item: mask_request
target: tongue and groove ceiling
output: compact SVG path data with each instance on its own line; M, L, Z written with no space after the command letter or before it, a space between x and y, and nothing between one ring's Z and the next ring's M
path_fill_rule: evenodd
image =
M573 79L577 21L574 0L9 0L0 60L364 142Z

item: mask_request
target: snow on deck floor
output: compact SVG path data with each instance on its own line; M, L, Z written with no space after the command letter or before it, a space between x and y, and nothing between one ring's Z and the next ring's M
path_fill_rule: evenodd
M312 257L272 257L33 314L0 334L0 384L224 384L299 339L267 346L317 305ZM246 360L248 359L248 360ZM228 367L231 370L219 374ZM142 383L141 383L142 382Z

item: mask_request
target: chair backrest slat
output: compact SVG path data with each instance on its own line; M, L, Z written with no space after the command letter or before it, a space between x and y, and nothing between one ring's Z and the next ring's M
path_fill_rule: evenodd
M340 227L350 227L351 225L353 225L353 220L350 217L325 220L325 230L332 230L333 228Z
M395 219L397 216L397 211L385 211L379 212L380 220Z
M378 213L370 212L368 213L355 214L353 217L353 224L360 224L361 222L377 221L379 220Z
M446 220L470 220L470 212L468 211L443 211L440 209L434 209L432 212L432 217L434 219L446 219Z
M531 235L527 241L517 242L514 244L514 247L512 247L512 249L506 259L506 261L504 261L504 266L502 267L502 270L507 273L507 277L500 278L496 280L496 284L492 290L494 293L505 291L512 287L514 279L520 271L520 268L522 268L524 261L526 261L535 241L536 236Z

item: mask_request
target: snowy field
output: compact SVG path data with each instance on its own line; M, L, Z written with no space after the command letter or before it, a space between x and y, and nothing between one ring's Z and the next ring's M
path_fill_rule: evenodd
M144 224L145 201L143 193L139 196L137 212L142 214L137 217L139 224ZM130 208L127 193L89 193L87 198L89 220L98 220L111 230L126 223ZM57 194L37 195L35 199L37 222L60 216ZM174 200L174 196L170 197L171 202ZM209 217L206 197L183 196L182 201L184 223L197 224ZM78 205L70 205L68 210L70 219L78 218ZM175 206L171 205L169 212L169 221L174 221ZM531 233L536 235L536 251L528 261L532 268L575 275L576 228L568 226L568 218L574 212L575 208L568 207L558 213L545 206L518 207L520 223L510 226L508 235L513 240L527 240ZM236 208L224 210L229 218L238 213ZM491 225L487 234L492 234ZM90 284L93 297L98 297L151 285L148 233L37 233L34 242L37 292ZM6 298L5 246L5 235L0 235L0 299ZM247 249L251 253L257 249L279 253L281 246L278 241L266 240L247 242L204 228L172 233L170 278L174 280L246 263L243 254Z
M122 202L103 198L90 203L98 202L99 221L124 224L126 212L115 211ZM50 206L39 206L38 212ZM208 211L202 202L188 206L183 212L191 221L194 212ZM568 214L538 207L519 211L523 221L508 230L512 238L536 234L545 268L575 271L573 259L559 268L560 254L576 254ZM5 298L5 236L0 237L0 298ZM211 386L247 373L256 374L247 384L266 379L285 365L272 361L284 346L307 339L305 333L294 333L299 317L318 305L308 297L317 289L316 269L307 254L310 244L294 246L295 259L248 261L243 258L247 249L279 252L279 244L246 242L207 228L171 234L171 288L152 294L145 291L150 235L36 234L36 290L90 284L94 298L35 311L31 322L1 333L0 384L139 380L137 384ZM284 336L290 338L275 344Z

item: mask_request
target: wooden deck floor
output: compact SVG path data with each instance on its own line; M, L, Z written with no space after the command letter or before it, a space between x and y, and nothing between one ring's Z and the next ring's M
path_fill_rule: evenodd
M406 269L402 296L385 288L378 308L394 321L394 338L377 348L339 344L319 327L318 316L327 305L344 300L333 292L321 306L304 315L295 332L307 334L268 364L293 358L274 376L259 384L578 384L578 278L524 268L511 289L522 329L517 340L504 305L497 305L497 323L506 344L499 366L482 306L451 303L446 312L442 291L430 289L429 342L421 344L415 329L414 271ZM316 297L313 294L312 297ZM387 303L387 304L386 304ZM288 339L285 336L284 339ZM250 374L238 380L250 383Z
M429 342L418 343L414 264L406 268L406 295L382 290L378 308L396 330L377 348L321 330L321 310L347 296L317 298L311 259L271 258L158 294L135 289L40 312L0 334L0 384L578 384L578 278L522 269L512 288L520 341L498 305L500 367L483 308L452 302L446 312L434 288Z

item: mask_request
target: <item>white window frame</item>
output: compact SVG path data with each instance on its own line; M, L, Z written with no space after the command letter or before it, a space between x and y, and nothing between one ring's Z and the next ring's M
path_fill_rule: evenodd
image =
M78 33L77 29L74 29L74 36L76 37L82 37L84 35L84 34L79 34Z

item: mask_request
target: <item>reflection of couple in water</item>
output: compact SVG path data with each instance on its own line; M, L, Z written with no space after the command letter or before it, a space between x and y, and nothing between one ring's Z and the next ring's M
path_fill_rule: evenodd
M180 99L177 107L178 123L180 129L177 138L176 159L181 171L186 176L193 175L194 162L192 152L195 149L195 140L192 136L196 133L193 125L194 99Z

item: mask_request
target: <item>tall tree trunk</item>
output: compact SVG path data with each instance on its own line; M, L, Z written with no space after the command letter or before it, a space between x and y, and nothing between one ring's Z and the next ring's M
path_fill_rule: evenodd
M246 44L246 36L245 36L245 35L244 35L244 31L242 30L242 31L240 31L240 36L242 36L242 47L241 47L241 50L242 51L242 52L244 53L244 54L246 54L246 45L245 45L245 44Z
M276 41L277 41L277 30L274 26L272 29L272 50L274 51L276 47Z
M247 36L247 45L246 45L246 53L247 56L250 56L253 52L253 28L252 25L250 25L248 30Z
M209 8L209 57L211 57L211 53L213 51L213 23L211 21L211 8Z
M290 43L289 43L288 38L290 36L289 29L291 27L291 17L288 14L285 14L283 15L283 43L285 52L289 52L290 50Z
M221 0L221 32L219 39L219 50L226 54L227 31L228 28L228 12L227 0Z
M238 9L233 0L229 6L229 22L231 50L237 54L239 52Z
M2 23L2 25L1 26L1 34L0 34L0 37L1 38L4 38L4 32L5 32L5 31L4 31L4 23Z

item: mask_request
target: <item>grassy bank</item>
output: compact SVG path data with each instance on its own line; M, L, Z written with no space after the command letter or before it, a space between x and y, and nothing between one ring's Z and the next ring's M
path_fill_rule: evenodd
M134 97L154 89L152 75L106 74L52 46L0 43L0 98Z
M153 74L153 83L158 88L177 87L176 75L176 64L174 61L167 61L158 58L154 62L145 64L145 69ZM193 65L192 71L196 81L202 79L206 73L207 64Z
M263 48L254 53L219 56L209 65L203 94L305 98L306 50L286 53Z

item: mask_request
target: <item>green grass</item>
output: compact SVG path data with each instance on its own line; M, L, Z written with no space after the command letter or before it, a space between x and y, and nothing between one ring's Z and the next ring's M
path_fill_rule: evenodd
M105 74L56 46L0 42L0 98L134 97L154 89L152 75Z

========

### Exercise requirements
Can you render the rows, from the very first line down through the line containing "M573 79L577 21L574 0L9 0L0 60L364 142Z", as a Markdown table with the columns Line and Text, numbering each row and skipping any blank lines?

### Response to this task
| Line | Text |
|---|---|
| 1 | item: mask_request |
| 2 | target: tongue and groove ceiling |
| 3 | output: compact SVG path data with each instance on its own line; M, L, Z written with no space after the command letter or before it, a space between x and y, and nothing between one ring's Z and the next ring's M |
| 4 | path_fill_rule: evenodd |
| 5 | image = |
| 6 | M573 79L577 21L574 0L9 0L0 60L364 142Z |